(DOCUMENT EXTRACT)

For a child-inspired education system

September 06, 2005 12:00 am | Updated 12:00 am IST

Children's questions do not respect the insularity of disciplines normally taught in our schools and colleges. Creativity often resides at the boundaries of disciplines.

Yash Pal

BESIDES SEVERAL other points of difference, I would like to give some examples of the wonder and curiosity children can bring to the attention of teachers and schools in general that is not covered by our courses. Giving respect to children's questions does not mean blindly accepting what they say. They do bring some knowledge that after critical examination can enrich the curriculum. But more often they bring questions. The mere existence of questions among the young is a precious thing. They often reflect independent perception and exploration. Many a time children discover these questions themselves. The occurrence of these questions is more important than a densely packed slate full of answers given by grownups and scholars. At least for the children they represent important footsteps towards a creative life. And if such questions are often discussed in class they would benefit all the children and, I dare to say, also their teachers.

Children's questions serve another important function. They do not respect the insularity of disciplines normally taught in our schools and colleges. That might be the reason for many discipline-imprisoned scholars feeling uncomfortable with them. Life is seldom, if ever, contained within any one discipline. Surely we cannot stay within a culture where life as it is lived is considered to lie completely outside the hallowed grounds of schools and universities. This is not to imply that we do not get into the depths of various disciplines. But it has been found that creativity often resides at the boundaries of disciplines. You do end up worrying about geology, archaeology, sociology, biology, chemistry, physics and cosmology. But such connections are seldom made in organised disciplinary courses. Children's questions keep reminding us that interconnections are necessary for the human mind. To the extent we deal with these questions we end up enriching the ecology of knowledge in our brains. That is often the real source of creativity. I take it for granted that one of the major objectives of education should be to encourage the emergence of creative individuals.

When one talks of individual creativity, one might be accused of "neo-liberal" tendencies. I do not know what sort of abuse that implies, but I cannot accept that any society should feel threatened by the encouragement of individual passion to understand in preference to voluminous short-term memorisation. Long sermons to avoid communalism do not go very far; a deep understanding of the inevitability and value of cultural diversity is far more effective. It is no one's case that there should be complete absence of information. But information and misinformation without understanding is best used for advertising or brainwashing — or for filling up the limited storage space of the brain with junk in which every new idea gets stuck. I fail to understand why I should be deprived of marks if I do not remember the name of Mussolini's mother.

One is thrilled by several examples of engagement of students with the land and cultural life around them. An effort to understand local history should not be ridiculed. Scientific exploration of flora and fauna around otherwise familiar environs surely cannot work against a similar understanding at the State and national level. A National Framework should not try to erase your knowing relationship with the sands of Rajasthan, or the vibrant beaches of Kerala, or the snowy hills of the North, or the majestic fury of the Brahmaputra. Everyone has a right to feel that they live on top of the globe; what we need to foster is the understanding that you have that right only if you grant it to every one else. This is a requirement for us and for the world as a whole. This is global consciousness and not globalisation.

(End DOCUMENT EXTRACT)
(EXTRACTED MATERIAL)

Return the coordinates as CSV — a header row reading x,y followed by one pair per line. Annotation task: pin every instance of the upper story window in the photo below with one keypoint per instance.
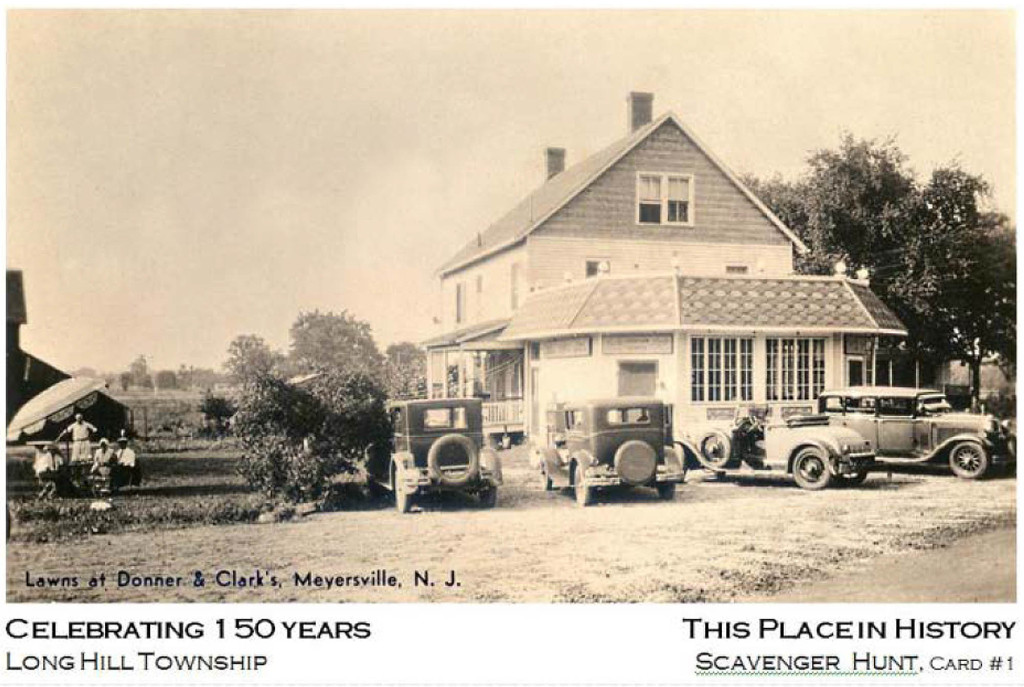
x,y
514,286
665,199
460,303
598,266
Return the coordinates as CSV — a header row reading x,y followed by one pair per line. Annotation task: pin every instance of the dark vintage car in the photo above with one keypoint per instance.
x,y
437,445
907,425
608,442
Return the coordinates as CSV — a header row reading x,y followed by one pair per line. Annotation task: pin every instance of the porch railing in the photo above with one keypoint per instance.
x,y
503,412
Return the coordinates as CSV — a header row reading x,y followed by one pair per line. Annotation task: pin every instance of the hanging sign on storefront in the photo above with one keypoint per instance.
x,y
659,344
576,347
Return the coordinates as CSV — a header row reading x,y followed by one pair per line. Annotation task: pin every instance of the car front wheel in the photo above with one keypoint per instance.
x,y
969,461
810,470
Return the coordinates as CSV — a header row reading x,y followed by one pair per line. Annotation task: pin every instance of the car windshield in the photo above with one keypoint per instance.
x,y
629,416
933,405
444,418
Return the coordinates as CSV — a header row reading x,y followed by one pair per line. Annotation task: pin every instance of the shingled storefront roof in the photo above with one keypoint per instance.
x,y
669,303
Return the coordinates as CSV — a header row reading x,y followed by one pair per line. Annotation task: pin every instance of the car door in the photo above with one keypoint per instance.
x,y
896,426
860,417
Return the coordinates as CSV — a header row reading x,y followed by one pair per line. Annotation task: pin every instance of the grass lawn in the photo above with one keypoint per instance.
x,y
179,488
721,540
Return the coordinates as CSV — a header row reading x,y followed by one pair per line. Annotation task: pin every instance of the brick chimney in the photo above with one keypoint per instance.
x,y
641,106
556,161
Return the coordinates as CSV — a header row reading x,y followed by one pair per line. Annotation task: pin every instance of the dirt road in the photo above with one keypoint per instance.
x,y
981,568
718,541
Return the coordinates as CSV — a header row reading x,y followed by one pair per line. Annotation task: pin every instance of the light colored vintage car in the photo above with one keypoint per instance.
x,y
437,446
815,454
608,442
906,425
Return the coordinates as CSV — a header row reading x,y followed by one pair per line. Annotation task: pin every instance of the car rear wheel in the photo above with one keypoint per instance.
x,y
488,498
584,492
810,469
715,451
968,461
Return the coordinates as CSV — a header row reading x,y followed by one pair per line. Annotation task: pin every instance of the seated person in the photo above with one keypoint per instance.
x,y
47,468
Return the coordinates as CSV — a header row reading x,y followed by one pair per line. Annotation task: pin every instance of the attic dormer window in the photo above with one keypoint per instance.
x,y
665,199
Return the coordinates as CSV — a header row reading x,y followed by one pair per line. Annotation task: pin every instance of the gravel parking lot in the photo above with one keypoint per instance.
x,y
745,538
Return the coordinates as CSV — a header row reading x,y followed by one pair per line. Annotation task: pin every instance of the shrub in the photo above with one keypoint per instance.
x,y
217,411
295,439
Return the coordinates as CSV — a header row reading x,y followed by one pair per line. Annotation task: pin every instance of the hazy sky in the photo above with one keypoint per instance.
x,y
175,179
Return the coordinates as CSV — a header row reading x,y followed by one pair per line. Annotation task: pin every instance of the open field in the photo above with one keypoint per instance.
x,y
739,539
179,489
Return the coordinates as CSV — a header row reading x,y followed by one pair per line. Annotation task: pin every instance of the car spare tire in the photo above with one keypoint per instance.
x,y
636,462
454,460
715,451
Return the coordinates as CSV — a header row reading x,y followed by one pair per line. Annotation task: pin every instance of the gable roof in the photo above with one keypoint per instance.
x,y
559,189
666,302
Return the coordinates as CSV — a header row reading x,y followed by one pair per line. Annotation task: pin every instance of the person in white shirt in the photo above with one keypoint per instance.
x,y
104,456
131,472
80,432
47,468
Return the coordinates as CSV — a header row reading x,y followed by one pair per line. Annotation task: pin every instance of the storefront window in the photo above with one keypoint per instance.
x,y
696,370
796,369
721,369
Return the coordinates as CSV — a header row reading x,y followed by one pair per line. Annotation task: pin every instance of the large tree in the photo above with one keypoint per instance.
x,y
249,356
943,264
406,371
334,342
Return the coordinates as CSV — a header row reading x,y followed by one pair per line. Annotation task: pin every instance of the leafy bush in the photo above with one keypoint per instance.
x,y
217,411
295,439
1001,404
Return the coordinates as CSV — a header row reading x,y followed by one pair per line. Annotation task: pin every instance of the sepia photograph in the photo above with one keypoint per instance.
x,y
576,306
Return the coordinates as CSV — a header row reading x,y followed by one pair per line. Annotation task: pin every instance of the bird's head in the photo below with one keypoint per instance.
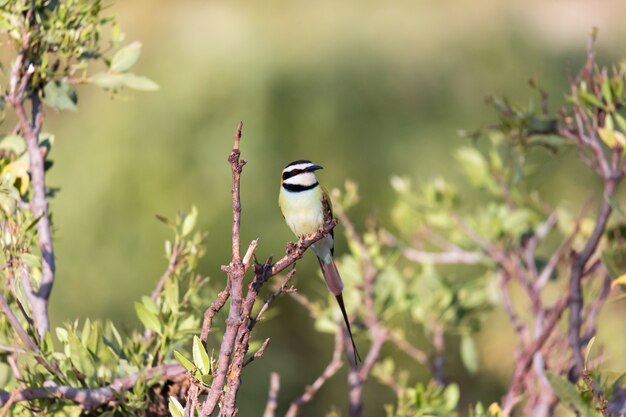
x,y
301,172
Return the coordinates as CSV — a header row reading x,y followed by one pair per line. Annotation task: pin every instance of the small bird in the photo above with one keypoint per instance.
x,y
303,203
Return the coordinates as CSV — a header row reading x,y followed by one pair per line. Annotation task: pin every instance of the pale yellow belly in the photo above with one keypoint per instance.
x,y
303,211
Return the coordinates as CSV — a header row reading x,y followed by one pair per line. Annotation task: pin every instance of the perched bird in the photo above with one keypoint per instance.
x,y
303,203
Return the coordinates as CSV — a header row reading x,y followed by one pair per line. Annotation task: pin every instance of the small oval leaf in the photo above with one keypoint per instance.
x,y
126,57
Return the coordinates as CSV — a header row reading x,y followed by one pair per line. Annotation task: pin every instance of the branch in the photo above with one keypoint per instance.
x,y
91,398
524,362
236,168
210,312
235,271
31,130
331,369
272,397
258,353
578,267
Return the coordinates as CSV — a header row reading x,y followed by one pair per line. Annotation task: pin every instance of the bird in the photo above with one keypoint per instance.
x,y
303,203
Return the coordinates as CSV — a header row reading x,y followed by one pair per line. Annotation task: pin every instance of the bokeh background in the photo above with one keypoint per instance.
x,y
367,89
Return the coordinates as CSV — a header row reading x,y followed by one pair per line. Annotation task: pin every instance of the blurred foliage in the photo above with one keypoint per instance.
x,y
360,93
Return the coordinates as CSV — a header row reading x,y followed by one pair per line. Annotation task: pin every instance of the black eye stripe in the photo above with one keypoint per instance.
x,y
292,173
297,188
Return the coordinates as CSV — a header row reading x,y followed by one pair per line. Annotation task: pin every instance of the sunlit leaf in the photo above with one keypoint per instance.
x,y
126,57
469,354
200,356
588,350
567,393
60,95
190,221
186,363
175,408
147,318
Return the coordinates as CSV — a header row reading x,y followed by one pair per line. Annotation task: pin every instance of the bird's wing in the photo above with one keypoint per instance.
x,y
326,202
327,205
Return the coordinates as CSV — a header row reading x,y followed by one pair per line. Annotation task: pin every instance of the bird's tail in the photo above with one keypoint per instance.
x,y
335,286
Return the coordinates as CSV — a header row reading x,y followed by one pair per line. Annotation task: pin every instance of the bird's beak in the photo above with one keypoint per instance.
x,y
314,168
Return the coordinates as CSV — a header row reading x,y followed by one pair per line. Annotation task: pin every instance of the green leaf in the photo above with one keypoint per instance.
x,y
452,395
138,82
469,355
32,261
190,221
567,393
126,57
171,294
606,91
113,81
473,164
149,303
148,318
200,357
80,355
186,363
176,409
621,123
117,36
13,143
588,350
60,95
107,80
589,98
621,280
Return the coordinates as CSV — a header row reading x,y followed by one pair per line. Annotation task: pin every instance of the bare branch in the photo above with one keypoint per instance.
x,y
31,129
237,167
331,369
210,312
577,272
250,253
272,396
258,353
271,299
450,257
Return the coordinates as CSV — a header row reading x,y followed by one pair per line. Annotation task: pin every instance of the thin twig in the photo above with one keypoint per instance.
x,y
331,369
258,353
272,396
578,267
210,312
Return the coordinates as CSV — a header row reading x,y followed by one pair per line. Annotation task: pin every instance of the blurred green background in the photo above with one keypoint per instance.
x,y
367,89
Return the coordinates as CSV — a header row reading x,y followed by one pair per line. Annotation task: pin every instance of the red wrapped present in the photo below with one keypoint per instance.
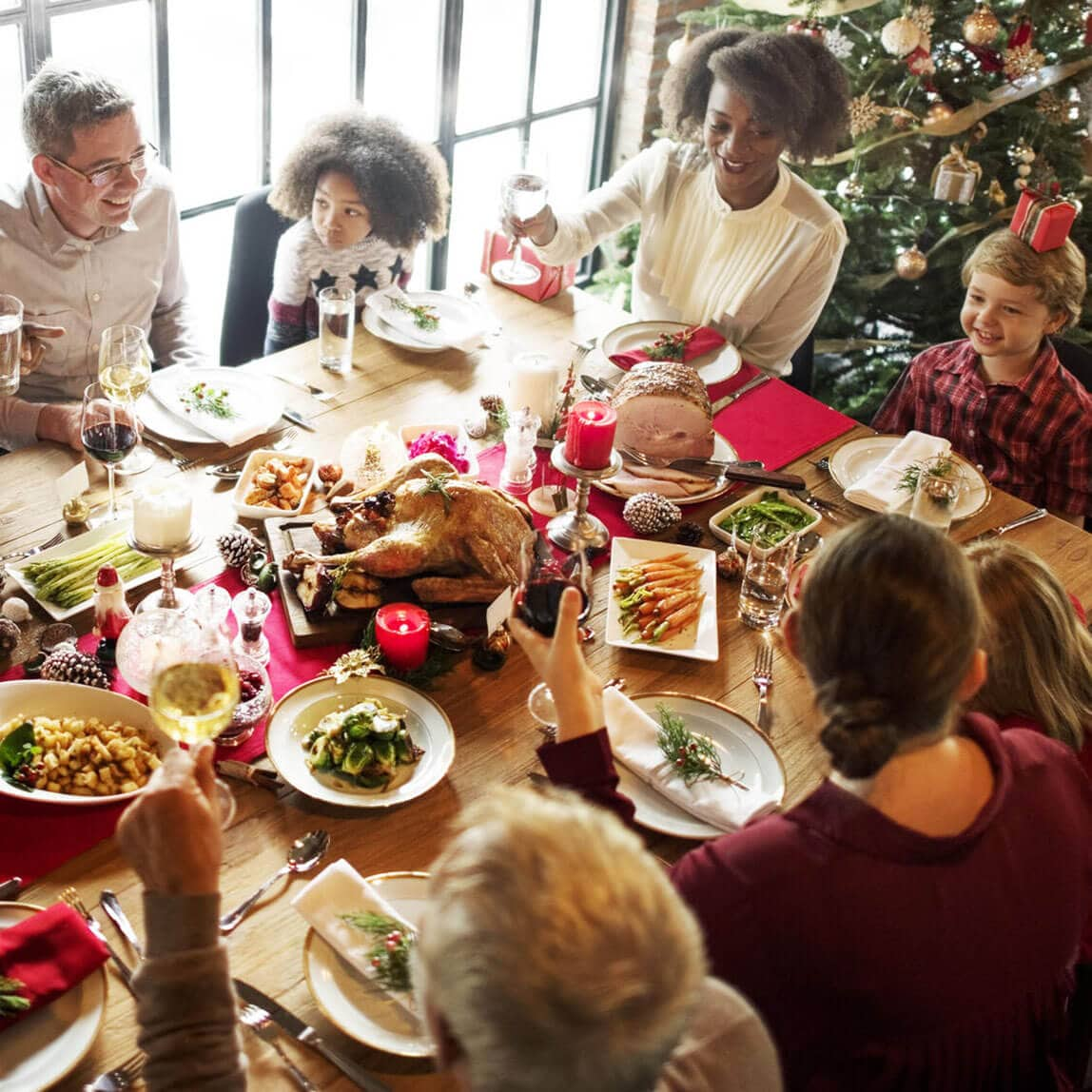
x,y
45,957
680,346
1043,221
554,278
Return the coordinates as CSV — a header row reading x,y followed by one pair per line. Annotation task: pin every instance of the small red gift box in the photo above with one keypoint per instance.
x,y
1043,222
553,280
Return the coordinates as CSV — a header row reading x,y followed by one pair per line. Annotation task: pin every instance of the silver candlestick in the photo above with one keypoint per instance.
x,y
576,529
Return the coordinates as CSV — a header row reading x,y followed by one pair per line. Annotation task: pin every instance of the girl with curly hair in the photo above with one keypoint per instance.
x,y
365,197
730,236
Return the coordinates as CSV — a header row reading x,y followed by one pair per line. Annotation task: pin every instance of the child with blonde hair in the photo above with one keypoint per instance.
x,y
1001,395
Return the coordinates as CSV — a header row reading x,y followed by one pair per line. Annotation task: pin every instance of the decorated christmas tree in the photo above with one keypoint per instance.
x,y
958,107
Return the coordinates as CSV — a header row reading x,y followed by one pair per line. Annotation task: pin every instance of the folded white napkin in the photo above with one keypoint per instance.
x,y
340,889
450,333
634,743
878,491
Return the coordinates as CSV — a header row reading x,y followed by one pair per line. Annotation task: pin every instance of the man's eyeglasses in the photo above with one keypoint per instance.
x,y
103,176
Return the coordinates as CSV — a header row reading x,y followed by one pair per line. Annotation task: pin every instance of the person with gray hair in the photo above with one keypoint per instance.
x,y
89,241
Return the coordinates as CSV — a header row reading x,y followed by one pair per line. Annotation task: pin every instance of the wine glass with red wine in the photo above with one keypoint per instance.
x,y
108,432
538,598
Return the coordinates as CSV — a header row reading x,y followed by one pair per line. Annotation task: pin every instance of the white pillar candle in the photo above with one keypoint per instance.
x,y
162,516
534,383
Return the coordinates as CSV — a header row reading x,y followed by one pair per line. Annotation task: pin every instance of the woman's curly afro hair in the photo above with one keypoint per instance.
x,y
402,183
790,81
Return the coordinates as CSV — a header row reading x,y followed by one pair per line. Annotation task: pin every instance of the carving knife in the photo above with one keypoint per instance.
x,y
309,1037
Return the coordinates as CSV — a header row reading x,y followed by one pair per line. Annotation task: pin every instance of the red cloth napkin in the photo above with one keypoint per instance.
x,y
702,340
49,953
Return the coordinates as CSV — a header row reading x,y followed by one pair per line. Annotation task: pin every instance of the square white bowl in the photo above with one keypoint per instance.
x,y
243,486
751,498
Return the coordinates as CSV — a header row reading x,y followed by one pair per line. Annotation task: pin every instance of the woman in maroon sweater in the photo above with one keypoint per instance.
x,y
914,923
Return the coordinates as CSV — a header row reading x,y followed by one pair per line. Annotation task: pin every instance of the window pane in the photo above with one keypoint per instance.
x,y
11,94
399,82
116,42
211,162
493,66
570,52
479,167
311,70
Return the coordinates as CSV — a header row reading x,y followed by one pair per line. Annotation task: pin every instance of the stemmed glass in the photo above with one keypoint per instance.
x,y
538,597
125,370
522,196
194,691
108,432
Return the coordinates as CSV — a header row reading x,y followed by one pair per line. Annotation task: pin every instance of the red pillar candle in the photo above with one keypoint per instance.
x,y
589,436
402,633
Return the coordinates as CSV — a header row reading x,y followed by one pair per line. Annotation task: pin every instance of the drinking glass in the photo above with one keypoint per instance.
x,y
125,370
522,194
766,577
11,343
336,329
194,692
108,432
939,485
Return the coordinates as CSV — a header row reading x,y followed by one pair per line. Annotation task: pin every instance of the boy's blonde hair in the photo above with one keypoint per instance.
x,y
1040,653
1058,275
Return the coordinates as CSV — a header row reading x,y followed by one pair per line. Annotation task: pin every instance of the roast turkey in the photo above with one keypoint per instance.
x,y
664,412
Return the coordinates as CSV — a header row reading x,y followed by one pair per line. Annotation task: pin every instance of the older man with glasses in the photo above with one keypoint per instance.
x,y
90,241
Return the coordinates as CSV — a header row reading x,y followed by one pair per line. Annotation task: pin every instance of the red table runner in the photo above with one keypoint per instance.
x,y
39,836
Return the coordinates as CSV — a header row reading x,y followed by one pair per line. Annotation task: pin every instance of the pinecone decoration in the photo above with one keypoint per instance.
x,y
237,548
689,533
649,514
67,664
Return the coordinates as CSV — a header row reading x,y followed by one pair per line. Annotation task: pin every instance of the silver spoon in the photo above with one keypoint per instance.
x,y
304,854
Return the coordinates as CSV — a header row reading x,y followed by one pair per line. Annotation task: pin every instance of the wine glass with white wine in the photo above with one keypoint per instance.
x,y
522,196
194,691
125,371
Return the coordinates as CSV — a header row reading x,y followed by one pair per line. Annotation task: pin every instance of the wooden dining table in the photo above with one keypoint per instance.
x,y
495,734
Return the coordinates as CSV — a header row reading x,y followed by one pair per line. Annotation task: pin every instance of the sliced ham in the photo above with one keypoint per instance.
x,y
664,411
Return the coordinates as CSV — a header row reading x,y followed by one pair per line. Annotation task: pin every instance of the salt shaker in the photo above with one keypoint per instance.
x,y
250,609
520,458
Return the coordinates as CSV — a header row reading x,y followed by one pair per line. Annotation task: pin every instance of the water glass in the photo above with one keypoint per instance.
x,y
766,581
11,343
337,308
939,485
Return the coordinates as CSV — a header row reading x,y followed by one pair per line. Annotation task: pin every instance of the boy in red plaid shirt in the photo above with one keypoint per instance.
x,y
1001,395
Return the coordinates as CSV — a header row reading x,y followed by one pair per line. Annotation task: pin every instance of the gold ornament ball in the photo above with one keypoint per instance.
x,y
901,36
911,264
981,27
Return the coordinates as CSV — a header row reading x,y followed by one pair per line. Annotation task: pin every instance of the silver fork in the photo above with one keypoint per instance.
x,y
260,1023
762,677
123,1077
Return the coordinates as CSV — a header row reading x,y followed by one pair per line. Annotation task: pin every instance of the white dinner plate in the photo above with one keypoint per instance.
x,y
357,1005
722,450
78,545
49,1044
297,713
694,642
743,748
855,458
713,367
258,400
43,698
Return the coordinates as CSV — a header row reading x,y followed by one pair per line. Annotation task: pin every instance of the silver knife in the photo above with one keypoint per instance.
x,y
750,385
309,1037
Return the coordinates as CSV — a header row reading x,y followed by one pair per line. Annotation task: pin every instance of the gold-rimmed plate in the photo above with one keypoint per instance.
x,y
354,1004
49,1044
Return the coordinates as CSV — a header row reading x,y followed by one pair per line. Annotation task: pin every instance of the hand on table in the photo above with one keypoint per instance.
x,y
577,693
170,833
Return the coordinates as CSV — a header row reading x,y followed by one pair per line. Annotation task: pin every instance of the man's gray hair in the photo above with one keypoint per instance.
x,y
555,948
58,101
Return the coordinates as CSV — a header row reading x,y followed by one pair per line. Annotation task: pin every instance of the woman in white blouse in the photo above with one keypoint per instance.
x,y
730,236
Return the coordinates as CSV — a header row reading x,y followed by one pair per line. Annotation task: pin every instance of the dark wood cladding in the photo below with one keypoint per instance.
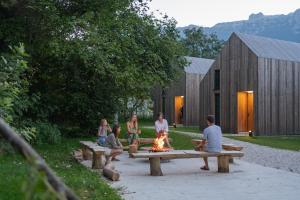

(End EXTRACTED MATERIAL)

* [USING THE INFORMATION]
A - According to the article, where does creativity often reside?
B - Copy the article from "When one talks" to "of Mussolini's mother.", replacing "brainwashing" with "propaganda".
The data has no connection to the article.

* [RESPONSES PER TASK]
A - At the boundaries of disciplines.

B -
When one talks of individual creativity, one might be accused of "neo-liberal" tendencies. I do not know what sort of abuse that implies, but I cannot accept that any society should feel threatened by the encouragement of individual passion to understand in preference to voluminous short-term memorisation. Long sermons to avoid communalism do not go very far; a deep understanding of the inevitability and value of cultural diversity is far more effective. It is no one's case that there should be complete absence of information. But information and misinformation without understanding is best used for advertising or propaganda — or for filling up the limited storage space of the brain with junk in which every new idea gets stuck. I fail to understand why I should be deprived of marks if I do not remember the name of Mussolini's mother.